-- Stored data --
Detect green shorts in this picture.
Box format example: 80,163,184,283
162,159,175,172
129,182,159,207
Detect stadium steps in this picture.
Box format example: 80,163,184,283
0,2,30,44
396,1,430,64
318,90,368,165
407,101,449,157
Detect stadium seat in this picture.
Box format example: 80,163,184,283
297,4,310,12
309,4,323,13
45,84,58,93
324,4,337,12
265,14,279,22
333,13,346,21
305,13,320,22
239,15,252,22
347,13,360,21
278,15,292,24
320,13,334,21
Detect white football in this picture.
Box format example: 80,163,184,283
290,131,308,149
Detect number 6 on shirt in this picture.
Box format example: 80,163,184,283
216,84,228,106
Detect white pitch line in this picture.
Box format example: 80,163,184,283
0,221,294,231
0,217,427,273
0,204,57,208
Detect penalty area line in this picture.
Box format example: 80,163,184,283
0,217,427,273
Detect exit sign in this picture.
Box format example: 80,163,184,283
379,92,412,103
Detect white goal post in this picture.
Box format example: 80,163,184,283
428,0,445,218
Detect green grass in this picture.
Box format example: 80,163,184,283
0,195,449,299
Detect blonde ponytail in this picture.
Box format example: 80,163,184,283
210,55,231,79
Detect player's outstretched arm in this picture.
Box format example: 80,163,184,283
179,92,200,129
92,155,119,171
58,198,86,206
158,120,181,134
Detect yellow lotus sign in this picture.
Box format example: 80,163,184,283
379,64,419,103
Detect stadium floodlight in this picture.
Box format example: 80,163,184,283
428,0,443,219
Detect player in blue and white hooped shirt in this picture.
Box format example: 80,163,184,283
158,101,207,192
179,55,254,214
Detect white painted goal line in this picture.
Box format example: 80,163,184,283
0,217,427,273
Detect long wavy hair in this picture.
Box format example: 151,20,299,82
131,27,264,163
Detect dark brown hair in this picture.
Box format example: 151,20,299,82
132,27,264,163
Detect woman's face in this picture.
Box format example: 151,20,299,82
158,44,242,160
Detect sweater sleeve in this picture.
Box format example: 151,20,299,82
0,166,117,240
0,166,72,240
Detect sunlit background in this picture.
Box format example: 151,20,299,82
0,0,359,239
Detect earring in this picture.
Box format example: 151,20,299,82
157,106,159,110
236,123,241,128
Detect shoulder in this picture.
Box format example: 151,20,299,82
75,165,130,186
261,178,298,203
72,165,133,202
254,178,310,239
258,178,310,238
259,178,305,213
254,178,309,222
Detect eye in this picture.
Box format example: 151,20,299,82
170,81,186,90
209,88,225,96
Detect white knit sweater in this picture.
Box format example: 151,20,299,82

-- Exercise goal --
Within the data above, the lines from the one with "Detect penalty area line in this picture." to the one with "Detect yellow lotus sign in this picture." must be repeated exactly; no other line belongs in the answer.

-- Solution for this task --
Detect penalty area line in this picture.
Box format example: 80,163,184,283
0,217,427,273
Detect exit sign in this picture.
Box format example: 80,163,184,283
379,92,412,103
Detect white goal post in this picture.
Box format example: 80,163,184,283
428,0,445,218
Detect green grass in this picture.
Box format example: 80,163,184,283
0,195,449,299
Detect blonde ponytail in this picture.
Box format example: 80,163,184,283
210,55,231,79
Detect player's outstretched arm in this picture.
Box format example: 80,163,184,283
179,92,200,129
92,155,119,171
58,198,86,206
158,120,181,134
Detect yellow lotus sign in this picture.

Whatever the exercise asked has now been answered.